:: SET PROBLEM ::
List every line in the items below that contains the word "find", copying each such line in full.

:: DATA SHOWN ::
━━━━
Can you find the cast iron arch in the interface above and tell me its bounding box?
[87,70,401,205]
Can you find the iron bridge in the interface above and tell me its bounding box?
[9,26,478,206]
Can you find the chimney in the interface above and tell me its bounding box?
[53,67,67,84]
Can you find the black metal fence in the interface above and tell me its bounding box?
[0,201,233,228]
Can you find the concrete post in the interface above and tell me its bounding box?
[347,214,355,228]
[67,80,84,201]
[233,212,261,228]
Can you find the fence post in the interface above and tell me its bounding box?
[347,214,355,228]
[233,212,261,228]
━━━━
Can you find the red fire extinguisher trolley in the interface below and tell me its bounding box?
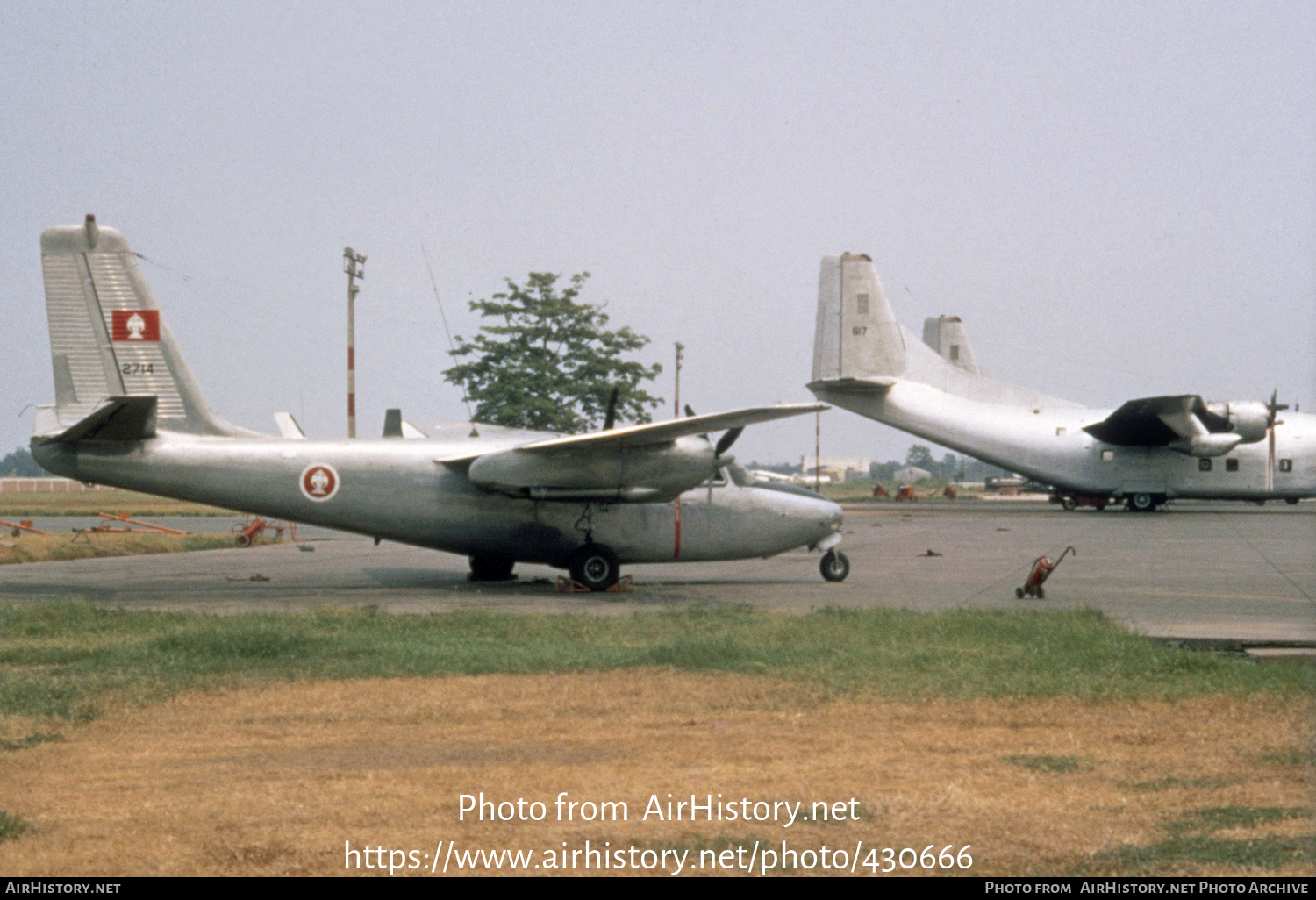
━━━━
:: FINISHED EXERCISE ::
Can you find the cast iron arch in the interface above and tell me its bounding box?
Can you find the iron bridge in the interface above and tell me its bounding box?
Can you find the chimney in the interface above and tell me its bounding box?
Can you find the black metal fence in the interface above and tell me its bounding box?
Can you find the concrete post in the interface above and tell me its bounding box?
Can you find the fence post in the interface above and tell me its bounding box?
Can you find the red fire extinguisher trolley in the interface below and tell me its bounding box?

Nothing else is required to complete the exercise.